Skip to main content

Deep dive in clouds providers SLAs

In the era of cloud we are bombarded with different cloud services. New features of cloud providers are lunched every day and prices are dropping every month. In this moment the most known cloud providers are Amazon, Google and Microsoft.
Looking over their services we will see SLAs (Service Level Agreement) that reach 99.9% availability, 99.95% availability or even 99.99% availability. This article will jump into cloud providers SLAs, trying to explain why the SLAs are so important, what are the benefits of them and last but not least how much money we could get back if a service goes down.

What does a SLA mean?
“A service level agreement (SLA) is a contract between a service provider (either internal or external) and the end user that defines the level of service expected from the service provider. SLAs are output-based in that their purpose is specifically to define what the customer will receive. SLAs do not define how the service itself is provided or delivered.”
Source: https://www.paloaltonetworks.com


A SLA is a contract between a service provider and the consumer that specify the ‘quality’ of a service that will be provided to the consumer. For example if we think about a service that give you the exact time, in the SLA will define how much time the service will be up and running in a year (99.99%).
Beside that the SLA defines what are the warranties that are provided if the SLA is not reached. For example if the exact time service is down more than 0.01% per month, the service provider will reduce the total cost the bill with 50%.

## ITEMS
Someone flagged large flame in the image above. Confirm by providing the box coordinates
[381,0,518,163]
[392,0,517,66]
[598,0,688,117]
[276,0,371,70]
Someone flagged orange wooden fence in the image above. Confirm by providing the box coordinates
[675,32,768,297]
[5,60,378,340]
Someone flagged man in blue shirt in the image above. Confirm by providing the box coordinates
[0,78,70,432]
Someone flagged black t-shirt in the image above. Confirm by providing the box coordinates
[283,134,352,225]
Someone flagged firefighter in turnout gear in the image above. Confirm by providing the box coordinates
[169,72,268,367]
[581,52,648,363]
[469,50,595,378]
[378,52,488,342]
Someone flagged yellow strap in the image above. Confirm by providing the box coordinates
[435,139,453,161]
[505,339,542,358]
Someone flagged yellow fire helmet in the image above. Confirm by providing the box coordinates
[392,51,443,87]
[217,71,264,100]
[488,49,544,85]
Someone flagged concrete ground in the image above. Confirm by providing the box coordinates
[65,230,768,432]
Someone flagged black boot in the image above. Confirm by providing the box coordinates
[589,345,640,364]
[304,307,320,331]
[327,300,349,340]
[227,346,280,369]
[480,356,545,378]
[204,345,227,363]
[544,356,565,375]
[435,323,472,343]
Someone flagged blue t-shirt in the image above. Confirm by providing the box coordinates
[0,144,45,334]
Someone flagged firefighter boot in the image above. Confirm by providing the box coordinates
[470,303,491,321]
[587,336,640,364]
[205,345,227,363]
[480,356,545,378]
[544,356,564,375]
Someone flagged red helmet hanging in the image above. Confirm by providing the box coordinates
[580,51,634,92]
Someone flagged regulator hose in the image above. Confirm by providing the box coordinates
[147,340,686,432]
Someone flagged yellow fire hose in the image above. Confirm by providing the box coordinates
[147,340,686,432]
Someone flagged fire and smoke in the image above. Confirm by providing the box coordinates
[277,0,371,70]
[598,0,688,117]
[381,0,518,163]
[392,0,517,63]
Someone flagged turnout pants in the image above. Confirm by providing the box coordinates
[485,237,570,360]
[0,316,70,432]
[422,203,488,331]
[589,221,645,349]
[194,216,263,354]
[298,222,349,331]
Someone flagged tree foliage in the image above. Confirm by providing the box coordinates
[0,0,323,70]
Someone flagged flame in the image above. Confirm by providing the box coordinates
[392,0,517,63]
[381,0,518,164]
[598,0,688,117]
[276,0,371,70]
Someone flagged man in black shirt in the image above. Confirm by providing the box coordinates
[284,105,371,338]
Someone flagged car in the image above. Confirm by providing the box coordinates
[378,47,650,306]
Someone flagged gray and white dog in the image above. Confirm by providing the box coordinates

## WHAT YOU NEED TO DO
- 1) Answer these about the cloud SLA article, one line each:
(a) Which cloud providers does it call the most known at the moment?
(b) According to the quoted definition, what do SLAs not define?
(c) In the exact time service example, by how much will the provider reduce the bill if the service is down more than 0.01% per month?
- 2) List every distinct availability percentage the cloud SLA article mentions.
- 3) Reproduce everything in the cloud SLA article from "A SLA is a contract" down to "bill with 50%.".

## TASK SOLUTIONS
- 1)
(a) Amazon, Google and Microsoft
(b) How the service itself is provided or delivered
(c) By 50%

- 2)
99.9%
99.95%
99.99%

- 3)
A SLA is a contract between a service provider and the consumer that specify the ‘quality’ of a service that will be provided to the consumer. For example if we think about a service that give you the exact time, in the SLA will define how much time the service will be up and running in a year (99.99%).
Beside that the SLA defines what are the warranties that are provided if the SLA is not reached. For example if the exact time service is down more than 0.01% per month, the service provider will reduce the total cost the bill with 50%.